QUOTED PASSAGE —
* * *

My code is as follows:-
static class Destination {
String dest;
List<String> tags;
public Destination(String dest, List<String> tags) {
this.dest = dest;
this.tags = tags;
}
#Override
public String toString() {
return dest;
}
}
static List<Destination> allDest = new ArrayList<Destination>();
static int min;
static Set<String> keysTracker = new HashSet<String>();
static Set<String> tagsTracker = new HashSet<String>();
static Map<String, List<String>> keysAndTags = new HashMap<String, List<String>>();
static void find(List<String> commonKey, List<String> commonTags, int index) {
if (index >= allDest.size())
return;
if (commonTags.size() < min)
return;
if (tagsTracker.contains(commonTags.toString()) || keysTracker.contains(commonKey.toString())) {
return;
}
String dest = allDest.get(index).dest;
commonKey.add(dest);
for (int i = index + 1; i < allDest.size(); ++i) {
List<String> tempKeys = new ArrayList<String>(commonKey);
List<String> tags = allDest.get(i).tags;
List<String> tempTags = new ArrayList<String>(commonTags);
tempTags.retainAll(tags);
find(tempKeys, tempTags, i);
if (tempTags.size() >= min) {
if (!tagsTracker.contains(tempTags.toString())
&& !keysTracker.contains(tempKeys.toString())) {
tagsTracker.add(tempTags.toString());
keysTracker.add(tempKeys.toString());
StringBuilder sb = new StringBuilder();
for (int j = 0; j < tempKeys.size(); ++j) {
sb.append(tempKeys.get(j));
if (j + 1 < tempKeys.size())
sb.append(",");
}
keysAndTags.put(sb.toString(), tempTags);
}
}
}
}
public static void main(String[] args) {
init();
sort();
calculate();
answer();
}
static void init() {
Scanner s = new Scanner(System.in);
min = s.nextInt();
s.nextLine();
String line;
while (s.hasNextLine()) {
line = s.nextLine();
if (line.isEmpty())

* * *

GIVEN ENTRIES —

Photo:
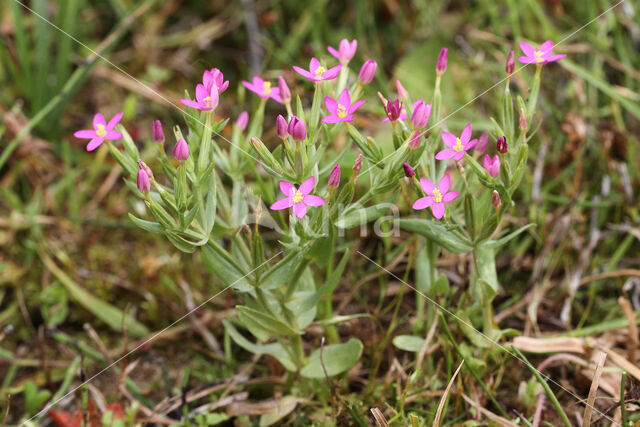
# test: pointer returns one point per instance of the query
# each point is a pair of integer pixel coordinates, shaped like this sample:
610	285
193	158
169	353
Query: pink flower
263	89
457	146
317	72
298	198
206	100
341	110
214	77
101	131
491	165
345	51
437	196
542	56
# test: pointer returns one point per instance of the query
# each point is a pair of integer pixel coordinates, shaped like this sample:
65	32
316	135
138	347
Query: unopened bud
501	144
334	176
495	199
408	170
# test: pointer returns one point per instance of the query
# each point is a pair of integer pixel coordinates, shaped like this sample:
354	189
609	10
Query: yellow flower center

* * *

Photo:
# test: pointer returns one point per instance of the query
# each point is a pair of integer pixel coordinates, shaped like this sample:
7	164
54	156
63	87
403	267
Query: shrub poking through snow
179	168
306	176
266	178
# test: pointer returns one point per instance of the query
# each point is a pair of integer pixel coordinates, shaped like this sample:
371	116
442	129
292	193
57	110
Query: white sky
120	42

* * *

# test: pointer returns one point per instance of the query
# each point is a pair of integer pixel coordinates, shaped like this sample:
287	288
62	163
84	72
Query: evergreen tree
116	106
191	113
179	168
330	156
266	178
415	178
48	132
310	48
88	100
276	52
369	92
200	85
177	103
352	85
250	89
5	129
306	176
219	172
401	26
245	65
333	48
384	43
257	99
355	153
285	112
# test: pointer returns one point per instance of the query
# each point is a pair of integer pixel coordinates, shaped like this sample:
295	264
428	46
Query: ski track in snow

* * *

WRITTEN PROBLEM — Continue the Java code from the point where it stops.

EXERCISE ANSWER —
break;
String[] tokens = line.split(":");
String dest = tokens[0];
tokens = tokens[1].split(",");
List<String> tags = new ArrayList<String>();
for (int j = 0; j < tokens.length; ++j)
tags.add(tokens[j]);
Collections.sort(tags);
Destination d = new Destination(dest, tags);
allDest.add(d);
}
s.close();
}
static void sort() {
Collections.sort(allDest, new Comparator<Destination>() {
#Override
public int compare(Destination d1, Destination d2) {
return d1.dest.compareTo(d2.dest);
}
});
}
static void calculate() {
for (int i = 0; i < allDest.size() - 1; ++i) {
find(new ArrayList<String>(), new ArrayList<String>(allDest.get(i).tags), i);
}
}
static void answer() {
List<Map.Entry<String, List<String>>> mapInListForm = sortAnswer();
for (Map.Entry<String, List<String>> entry : mapInListForm) {
System.out.print(entry.getKey() + ":");
for (int i = 0; i < entry.getValue().size(); ++i) {
System.out.print(entry.getValue().get(i));
if (i + 1 < entry.getValue().size())
System.out.print(",");
}
System.out.println();
}
}
static List<Map.Entry<String, List<String>>> sortAnswer() {
List<Map.Entry<String, List<String>>> mapInListForm =
new LinkedList<Map.Entry<String, List<String>>>(keysAndTags.entrySet());
Collections.sort(mapInListForm, new Comparator<Map.Entry<String, List<String>>>() {
public int compare(Map.Entry<String, List<String>> e1, Map.Entry<String, List<String>> e2) {
if (e1.getValue().size() > e2.getValue().size()) {
return -1;
} else if (e1.getValue().size() < e2.getValue().size()) {
return 1;
}
return e1.getKey().compareTo(e2.getKey());
}
});
return mapInListForm;
}
Any help is greatly appreciated. Thanks!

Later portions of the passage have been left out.